━━━━━ AVAILABLE DATA ━━━━━
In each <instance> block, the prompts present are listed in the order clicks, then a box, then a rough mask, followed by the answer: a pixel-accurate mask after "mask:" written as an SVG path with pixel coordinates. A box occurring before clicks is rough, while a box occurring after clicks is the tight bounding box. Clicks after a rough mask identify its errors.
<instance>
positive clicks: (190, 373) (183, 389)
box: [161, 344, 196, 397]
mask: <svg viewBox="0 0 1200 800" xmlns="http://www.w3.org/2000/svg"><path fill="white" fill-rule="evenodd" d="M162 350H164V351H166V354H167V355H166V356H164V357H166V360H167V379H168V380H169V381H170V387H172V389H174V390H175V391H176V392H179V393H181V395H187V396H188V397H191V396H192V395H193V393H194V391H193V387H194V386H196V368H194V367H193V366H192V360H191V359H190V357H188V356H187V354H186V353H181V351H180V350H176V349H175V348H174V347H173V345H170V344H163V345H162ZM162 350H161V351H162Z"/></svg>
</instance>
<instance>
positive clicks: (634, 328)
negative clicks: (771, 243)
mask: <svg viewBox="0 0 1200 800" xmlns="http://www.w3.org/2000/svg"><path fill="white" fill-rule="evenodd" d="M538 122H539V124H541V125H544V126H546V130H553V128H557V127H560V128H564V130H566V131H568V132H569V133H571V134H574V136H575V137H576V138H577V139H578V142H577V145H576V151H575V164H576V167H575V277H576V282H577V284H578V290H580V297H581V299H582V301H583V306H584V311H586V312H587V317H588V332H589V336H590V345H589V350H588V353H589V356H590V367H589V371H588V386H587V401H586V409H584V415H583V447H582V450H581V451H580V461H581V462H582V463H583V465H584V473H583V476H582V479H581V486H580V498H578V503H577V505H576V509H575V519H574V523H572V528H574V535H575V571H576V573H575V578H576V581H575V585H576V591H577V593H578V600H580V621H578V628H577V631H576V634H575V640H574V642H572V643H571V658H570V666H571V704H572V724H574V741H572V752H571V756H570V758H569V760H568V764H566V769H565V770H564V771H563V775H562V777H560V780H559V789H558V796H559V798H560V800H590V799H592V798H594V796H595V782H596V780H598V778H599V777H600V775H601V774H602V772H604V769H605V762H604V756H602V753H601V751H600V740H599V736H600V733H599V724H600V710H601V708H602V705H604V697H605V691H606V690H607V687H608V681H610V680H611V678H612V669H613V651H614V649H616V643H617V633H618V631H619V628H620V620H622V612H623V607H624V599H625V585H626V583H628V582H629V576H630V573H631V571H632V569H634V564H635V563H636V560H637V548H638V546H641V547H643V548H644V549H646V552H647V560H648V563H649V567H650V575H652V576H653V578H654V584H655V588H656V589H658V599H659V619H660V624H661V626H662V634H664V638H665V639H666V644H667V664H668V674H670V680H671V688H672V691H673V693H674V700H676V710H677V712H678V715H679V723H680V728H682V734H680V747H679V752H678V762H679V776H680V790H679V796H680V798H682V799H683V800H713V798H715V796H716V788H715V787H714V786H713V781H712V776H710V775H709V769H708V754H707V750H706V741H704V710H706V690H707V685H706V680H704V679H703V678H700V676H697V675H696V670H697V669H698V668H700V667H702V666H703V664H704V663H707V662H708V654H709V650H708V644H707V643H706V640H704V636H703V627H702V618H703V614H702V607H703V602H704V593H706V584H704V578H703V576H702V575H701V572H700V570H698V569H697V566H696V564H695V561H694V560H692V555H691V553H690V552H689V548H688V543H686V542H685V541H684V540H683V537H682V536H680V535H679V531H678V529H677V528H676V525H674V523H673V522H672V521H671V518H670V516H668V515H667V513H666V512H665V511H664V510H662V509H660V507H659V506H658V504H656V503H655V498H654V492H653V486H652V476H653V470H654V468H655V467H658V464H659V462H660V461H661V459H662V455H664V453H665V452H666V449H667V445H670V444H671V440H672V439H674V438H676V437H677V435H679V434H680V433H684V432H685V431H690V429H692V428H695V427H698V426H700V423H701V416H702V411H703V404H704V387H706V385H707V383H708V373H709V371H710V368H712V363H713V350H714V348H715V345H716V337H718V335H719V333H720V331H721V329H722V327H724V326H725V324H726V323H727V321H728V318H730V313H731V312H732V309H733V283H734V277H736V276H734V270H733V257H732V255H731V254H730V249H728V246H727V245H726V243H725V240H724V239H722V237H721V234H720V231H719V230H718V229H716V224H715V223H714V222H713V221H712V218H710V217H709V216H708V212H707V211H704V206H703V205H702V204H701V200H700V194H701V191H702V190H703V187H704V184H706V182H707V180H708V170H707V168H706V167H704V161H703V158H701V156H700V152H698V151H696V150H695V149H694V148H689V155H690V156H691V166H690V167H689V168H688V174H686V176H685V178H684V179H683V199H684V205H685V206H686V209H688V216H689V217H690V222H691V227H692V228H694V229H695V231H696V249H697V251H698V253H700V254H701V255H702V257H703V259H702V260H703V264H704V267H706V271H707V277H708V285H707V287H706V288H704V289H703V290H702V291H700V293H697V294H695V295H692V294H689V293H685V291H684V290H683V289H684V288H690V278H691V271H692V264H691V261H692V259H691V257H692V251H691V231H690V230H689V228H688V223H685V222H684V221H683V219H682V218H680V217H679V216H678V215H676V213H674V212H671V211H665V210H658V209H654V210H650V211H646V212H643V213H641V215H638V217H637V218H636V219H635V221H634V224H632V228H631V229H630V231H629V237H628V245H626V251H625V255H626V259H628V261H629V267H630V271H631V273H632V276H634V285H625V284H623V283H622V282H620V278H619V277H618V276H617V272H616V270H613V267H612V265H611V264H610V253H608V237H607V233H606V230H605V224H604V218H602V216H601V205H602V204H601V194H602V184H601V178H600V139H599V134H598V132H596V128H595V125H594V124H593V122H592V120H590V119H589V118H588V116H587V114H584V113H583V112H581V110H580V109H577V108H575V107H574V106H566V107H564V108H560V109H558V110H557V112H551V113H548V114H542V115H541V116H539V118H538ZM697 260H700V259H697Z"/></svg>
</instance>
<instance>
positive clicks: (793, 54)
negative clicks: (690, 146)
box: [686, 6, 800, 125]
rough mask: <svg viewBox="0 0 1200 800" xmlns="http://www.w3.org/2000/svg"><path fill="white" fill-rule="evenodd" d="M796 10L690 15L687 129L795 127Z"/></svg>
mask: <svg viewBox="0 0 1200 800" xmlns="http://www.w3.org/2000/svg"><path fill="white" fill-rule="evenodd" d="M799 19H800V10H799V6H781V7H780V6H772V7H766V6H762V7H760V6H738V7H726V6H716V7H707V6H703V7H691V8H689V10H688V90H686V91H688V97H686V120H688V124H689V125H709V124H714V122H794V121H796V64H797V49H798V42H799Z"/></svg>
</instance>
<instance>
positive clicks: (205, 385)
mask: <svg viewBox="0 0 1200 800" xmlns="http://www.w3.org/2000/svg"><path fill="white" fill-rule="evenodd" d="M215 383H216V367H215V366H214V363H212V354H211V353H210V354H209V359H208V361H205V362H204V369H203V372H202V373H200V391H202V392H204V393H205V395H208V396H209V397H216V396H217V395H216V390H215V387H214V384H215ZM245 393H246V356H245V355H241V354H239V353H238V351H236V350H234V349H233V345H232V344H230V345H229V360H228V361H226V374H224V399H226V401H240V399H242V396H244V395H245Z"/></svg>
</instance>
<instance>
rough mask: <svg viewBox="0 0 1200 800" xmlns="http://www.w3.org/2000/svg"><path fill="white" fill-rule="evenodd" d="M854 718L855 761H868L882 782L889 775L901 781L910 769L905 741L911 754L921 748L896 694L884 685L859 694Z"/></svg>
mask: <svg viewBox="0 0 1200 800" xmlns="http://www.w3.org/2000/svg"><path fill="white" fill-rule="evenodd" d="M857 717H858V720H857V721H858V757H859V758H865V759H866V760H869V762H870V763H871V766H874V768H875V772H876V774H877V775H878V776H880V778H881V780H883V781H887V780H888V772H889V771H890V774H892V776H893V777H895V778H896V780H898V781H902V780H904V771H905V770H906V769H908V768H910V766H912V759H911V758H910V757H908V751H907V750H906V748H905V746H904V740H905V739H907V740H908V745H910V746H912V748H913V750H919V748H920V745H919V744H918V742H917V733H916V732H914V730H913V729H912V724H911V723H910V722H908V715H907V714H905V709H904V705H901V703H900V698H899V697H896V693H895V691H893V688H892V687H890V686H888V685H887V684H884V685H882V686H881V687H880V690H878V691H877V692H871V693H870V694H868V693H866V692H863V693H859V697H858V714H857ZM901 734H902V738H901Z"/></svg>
━━━━━
-- EXERCISE DETAILS --
Reproduce the listing above verbatim, from its very first line through the line containing "box: [161, 344, 196, 397]", with both ends included.

-- RESPONSE AREA --
In each <instance> block, the prompts present are listed in the order clicks, then a box, then a rough mask, followed by the answer: a pixel-accurate mask after "mask:" written as an SVG path with pixel coordinates. A box occurring before clicks is rough, while a box occurring after clicks is the tight bounding box. Clicks after a rough mask identify its errors.
<instance>
positive clicks: (190, 373) (183, 389)
box: [161, 344, 196, 397]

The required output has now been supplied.